● What this task involves
The listing below should be printed exactly, every line of it. Skip the pictures.

● Given data
==============================

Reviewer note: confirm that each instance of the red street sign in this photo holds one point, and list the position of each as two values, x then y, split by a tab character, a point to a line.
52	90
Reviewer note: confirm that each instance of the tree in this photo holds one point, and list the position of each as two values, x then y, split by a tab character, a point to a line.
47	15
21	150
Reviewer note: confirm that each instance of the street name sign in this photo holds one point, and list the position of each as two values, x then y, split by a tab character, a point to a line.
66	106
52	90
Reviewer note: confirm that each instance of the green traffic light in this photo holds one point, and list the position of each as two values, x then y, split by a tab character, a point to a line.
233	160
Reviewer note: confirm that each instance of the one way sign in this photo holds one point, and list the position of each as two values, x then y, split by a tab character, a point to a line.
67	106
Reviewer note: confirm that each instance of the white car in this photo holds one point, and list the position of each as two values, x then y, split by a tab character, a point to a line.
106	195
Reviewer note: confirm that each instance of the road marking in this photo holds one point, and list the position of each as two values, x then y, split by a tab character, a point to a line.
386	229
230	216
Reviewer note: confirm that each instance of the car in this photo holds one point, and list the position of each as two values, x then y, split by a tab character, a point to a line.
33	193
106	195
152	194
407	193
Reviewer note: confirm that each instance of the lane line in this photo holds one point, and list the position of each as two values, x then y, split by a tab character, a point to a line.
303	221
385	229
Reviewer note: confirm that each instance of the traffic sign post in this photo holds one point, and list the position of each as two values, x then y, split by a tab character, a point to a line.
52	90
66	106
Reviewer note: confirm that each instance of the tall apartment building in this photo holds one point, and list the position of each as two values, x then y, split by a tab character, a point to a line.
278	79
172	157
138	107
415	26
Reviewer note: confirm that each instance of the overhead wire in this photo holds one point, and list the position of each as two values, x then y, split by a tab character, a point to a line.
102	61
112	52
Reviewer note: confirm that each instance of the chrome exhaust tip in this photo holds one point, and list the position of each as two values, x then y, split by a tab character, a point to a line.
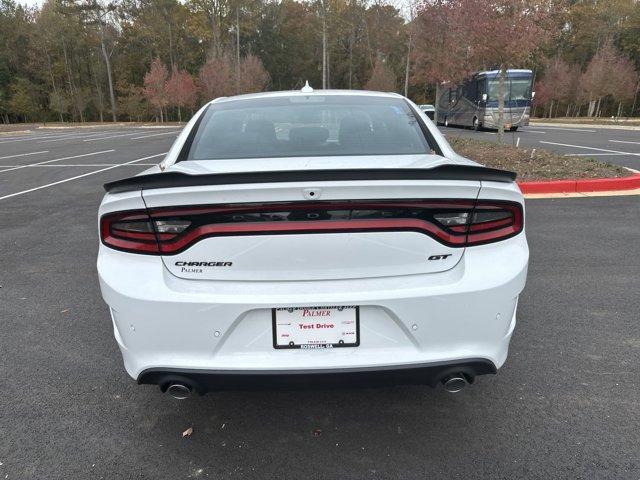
454	383
179	391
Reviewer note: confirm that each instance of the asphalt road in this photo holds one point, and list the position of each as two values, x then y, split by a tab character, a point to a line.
565	405
609	145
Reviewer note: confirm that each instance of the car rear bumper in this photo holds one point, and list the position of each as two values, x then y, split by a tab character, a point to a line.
166	324
202	381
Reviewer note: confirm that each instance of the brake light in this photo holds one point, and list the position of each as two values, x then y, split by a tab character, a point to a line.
456	223
494	221
130	231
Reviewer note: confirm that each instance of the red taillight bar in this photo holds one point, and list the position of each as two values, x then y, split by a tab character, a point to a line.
135	231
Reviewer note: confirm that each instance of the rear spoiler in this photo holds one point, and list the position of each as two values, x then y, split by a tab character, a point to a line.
178	179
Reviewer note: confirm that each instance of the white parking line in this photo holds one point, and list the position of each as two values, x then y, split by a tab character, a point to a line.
53	165
38	136
591	148
76	137
24	154
56	160
156	134
570	129
623	141
593	154
80	176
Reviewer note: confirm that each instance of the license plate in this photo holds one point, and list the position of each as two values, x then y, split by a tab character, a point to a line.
316	327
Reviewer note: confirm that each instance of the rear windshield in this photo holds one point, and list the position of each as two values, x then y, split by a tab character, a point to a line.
307	126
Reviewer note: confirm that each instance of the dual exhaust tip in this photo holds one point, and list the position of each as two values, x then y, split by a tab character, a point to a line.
179	391
452	384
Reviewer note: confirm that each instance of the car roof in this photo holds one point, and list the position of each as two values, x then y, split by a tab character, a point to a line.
295	93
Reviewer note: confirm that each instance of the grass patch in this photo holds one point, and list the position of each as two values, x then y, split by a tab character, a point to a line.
538	165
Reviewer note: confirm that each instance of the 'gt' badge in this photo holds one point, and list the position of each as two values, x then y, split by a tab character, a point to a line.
439	257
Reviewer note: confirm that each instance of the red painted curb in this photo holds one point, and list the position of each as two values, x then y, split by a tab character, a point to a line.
585	185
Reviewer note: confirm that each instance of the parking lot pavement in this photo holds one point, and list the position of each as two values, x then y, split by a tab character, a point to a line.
618	146
565	405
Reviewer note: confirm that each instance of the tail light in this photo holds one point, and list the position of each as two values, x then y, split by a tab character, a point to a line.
167	231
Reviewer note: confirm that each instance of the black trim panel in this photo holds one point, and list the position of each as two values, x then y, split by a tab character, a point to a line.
178	179
203	381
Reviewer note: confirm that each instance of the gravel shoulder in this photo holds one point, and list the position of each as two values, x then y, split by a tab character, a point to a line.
534	164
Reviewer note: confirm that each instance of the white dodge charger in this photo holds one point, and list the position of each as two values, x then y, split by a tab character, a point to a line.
303	238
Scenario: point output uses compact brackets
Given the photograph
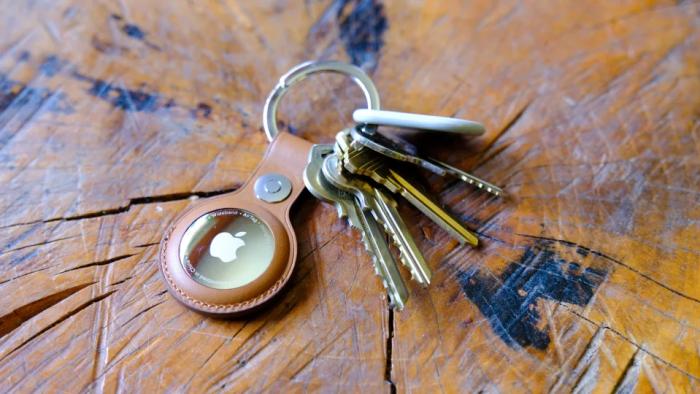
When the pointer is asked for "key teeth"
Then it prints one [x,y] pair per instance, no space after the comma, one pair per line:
[402,253]
[393,303]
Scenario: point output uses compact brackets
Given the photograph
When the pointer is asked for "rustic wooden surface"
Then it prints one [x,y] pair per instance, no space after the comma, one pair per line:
[115,115]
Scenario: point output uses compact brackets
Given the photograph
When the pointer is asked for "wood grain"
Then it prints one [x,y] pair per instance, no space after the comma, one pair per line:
[114,116]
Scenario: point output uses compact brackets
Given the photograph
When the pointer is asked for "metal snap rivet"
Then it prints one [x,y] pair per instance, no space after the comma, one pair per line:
[272,187]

==============================

● Solution to this problem
Reviewer note: confirm that each instance of the red street sign in this photo holds one point, and list the position of each as two values, x then y, split by a tab character, a point to a line.
52	90
Reviewer note: confirm that each instance of the tree in this photo holds one point, and list the position of each as two values, x then y, split by a tab character, a point to a line.
47	15
21	150
Reviewer note: confirm that each instance of the street name sign in this photo holds one point, and list the position of each as two values, x then y, split by a tab character, a point to a line.
66	106
52	90
Reviewer note: confirm that each instance of the green traffic light in this photo holds one point, and list the position of each as two values, x then y, split by a tab character, a point to a line.
233	160
Reviewer note: confirm that each instance of the one way sign in this photo holds one point, and list the position of each as two values, x then y, split by a tab character, a point to a line.
67	106
Reviewer note: confirm that each instance of the white car in this photo holds one point, and list the position of each as two values, x then y, split by a tab character, a point to a line.
106	195
Reviewer note: confirm that each instance of the road marking in this photo holds one point, and list the position of each as two values, x then y, split by a tab character, a point to a line.
386	229
230	216
Reviewer note: confirm that each instance of the car in this photo holds one point, and list the position of each as two values, x then y, split by a tab character, a point to a line.
33	193
106	195
152	194
407	193
Reviewer note: confirm that each instance of the lane line in this photo holds one point, and list the position of each as two values, x then y, split by a tab character, a point to a line.
303	221
385	229
Reviewer note: confirm that each instance of the traffic sign post in this photo holds one point, and list the position of each as two values, x then y, split by a tab character, a point to a line.
52	90
66	106
Reviewer note: confirm that each instance of the tall apartment building in this photo holds one point, and list the position of each as two values, x then y, split by a tab character, a point to a line.
278	79
172	157
138	107
415	26
Reviewer note: confirm that each instance of the overhead wire in this photo holds one point, and list the position of each as two values, x then y, split by a tab character, a point to a line.
102	61
112	52
Reviewer note: confirm that each instance of the chrome exhaust tip in this photo holds one point, and list the position of each as two values, x then y, split by a tab character, a point to a line.
454	383
179	391
Reviewer note: confirm that each instance of the asphalt road in this photo holds one point, and list the position of each as two values, x then y, split by a tab character, a point to a line.
565	405
609	145
Reviewer note: confirm that each instance of the car rear bumper in this photo holds one point, and list the position of each as two values, x then y, split by a tab character, a point to a line.
166	324
202	381
Reviewer note: confirm that each instance of the brake light in this photo holds one point, and list the position of each as two values, x then y, split by a tab character, a point to a line.
456	223
494	221
130	231
Reviewer note: confirm that each instance of the red taillight bar in this photo holds one point, and list the position of each as two values, x then y, split by a tab character, a point to a line.
135	231
Reviewer note: confirm that each instance of the rear spoiler in this photo holds one point, and list the position of each as two values, x then y, split by a tab character, a point to a line.
178	179
Reviewer note: confirm that each instance of the white parking line in this photo holds one point, and list the position of each as two values, x then y, split by a tab character, a point to a line.
53	165
38	136
591	148
76	137
24	154
56	160
156	134
570	129
623	141
593	154
80	176
Reviewer note: confirm that each instance of the license plate in this photo holds one point, and list the position of each as two values, x then y, split by a tab character, a point to a line.
316	327
Reviewer note: confirm that each instance of the rear windshield in this photo holds one point, and list the position of each as two values, x then y, split by a tab character, a point to a line.
307	126
Reviewer note: confirm that each instance of the dual exhaust tip in this photo holds one point, and list the position of each as two values, x then y, split by a tab character, a point to a line.
179	391
452	384
Reviewer note: confirm that each instance of the car roof in this photo holds one point, and list the position of each as two values, x then y, split by a tab character, a point to a line.
295	93
Reviewer note: confirm that each instance of the grass patch in this photo holds one point, and list the position of each as two values, x then y, split by a tab character, a point to a line.
538	165
Reviewer note: confirm that each instance of the 'gt' badge in this photo holds one point, and list the position of each as two values, x then y, split by a tab character, a point to a line.
439	257
Reviewer note: confirm that each instance of the red painted curb in this photo holds one point, and list the position of each as two values, x then y, split by a tab character, a point to a line.
585	185
Reviewer note: confirm that each instance of the parking lot pavement in this photo holds one point, and list the position of each as two values, x then y, split by a tab character, a point to a line.
618	146
565	405
Reviewer note: confirm that each instance of the tail light in this photo holds one point, and list the position of each as two values, x then y, split by a tab character, a point to a line.
167	231
Reviewer note: confirm that each instance of the black trim panel in this photo holds one point, and list the position of each as two values, x then y, split by a tab character, a point to a line.
178	179
203	381
Reviewer note: confirm that each instance of the gravel shoulder in this photo holds one point, and list the position of each as two values, x then y, split by a tab character, a point to a line.
534	164
Reviewer note: confirm that each instance of the white dodge charger in this photo holds one point, and list the position of each as two values, x then y, split by a tab character, a point to a line.
303	238
Scenario: point output uses compact brackets
Given the photograph
When the pointer is asked for "key teeth"
Then it prints one [x,y] pair per instance, no space after the comma, one pair per line:
[402,253]
[393,303]
Scenario: point output uses compact brackets
Given the photograph
When the pointer is asked for "rustic wooden surface"
Then it prints one [x,y] pair per instance, no space after the comma, one pair per line:
[115,115]
Scenario: point output uses compact brackets
Given the photograph
When the pointer is asked for "wood grain"
Then it prints one [x,y] pair per instance, no space after the comma, one pair per line:
[114,116]
Scenario: point output uses compact brackets
Given the photograph
When the pointer is asked for "metal snap rivet"
Then it prints one [x,y] pair per instance, no space after the comma, one pair per line:
[272,187]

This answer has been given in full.